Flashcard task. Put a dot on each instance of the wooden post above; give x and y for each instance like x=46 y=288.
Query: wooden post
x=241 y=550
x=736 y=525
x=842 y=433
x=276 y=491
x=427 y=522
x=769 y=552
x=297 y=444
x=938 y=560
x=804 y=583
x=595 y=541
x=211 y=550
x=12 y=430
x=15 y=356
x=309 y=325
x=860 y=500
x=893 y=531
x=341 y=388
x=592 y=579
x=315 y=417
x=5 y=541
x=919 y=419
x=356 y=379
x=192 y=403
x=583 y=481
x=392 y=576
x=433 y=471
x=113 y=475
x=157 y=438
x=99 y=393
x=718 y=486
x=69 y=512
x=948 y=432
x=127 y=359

* * *

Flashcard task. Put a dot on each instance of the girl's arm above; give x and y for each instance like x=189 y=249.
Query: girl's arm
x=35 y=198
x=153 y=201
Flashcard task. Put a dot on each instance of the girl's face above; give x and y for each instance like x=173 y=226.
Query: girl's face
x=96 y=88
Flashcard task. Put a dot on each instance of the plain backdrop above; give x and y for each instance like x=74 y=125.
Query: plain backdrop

--

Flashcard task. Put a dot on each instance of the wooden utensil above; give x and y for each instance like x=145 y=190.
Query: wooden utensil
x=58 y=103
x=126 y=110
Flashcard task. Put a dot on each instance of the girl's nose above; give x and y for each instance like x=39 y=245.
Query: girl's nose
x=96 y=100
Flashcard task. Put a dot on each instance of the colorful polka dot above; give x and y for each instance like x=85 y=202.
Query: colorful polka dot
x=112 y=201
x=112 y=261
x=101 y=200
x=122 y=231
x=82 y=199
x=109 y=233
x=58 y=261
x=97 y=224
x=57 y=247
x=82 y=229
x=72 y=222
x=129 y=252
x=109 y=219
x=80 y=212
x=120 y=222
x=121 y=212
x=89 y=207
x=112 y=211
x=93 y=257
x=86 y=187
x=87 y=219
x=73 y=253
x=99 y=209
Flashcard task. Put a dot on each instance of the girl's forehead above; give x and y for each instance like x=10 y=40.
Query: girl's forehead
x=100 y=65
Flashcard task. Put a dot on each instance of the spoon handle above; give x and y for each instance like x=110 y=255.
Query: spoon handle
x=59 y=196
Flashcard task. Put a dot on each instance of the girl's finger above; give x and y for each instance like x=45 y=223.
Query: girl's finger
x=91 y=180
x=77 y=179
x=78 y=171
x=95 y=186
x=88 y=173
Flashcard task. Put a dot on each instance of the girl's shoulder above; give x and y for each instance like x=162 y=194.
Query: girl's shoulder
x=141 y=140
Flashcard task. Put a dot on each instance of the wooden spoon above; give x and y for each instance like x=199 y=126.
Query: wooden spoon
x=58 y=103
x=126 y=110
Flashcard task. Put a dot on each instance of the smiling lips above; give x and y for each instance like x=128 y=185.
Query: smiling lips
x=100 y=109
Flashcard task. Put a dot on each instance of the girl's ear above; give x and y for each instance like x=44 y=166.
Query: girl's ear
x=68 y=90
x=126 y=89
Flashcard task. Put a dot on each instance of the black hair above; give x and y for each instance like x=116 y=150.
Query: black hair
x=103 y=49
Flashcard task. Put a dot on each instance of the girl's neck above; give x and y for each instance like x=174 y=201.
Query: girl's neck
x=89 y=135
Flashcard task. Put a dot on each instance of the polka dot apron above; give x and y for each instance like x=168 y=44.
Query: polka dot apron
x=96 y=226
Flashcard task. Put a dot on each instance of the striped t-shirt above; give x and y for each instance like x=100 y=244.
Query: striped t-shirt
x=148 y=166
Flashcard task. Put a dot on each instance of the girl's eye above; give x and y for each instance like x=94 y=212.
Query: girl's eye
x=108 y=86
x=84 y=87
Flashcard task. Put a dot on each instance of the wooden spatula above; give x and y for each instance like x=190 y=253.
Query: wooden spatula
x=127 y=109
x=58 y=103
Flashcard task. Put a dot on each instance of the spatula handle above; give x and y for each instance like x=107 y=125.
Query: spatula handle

**Exercise requirements**. From the entries above, write out only the lines starting at the line that holds "Query: girl's arm" and ending at the line that holds "Query: plain backdrop", keeping both and matching them exactly.

**Final answer**.
Query: girl's arm
x=35 y=198
x=153 y=201
Flashcard task. Put a dot on each instance of the girl's face above; give x and y for each instance like x=173 y=226.
Query: girl's face
x=96 y=88
Flashcard task. Put a dot on each instance of the plain backdrop above; give x and y for each instance like x=74 y=125.
Query: plain backdrop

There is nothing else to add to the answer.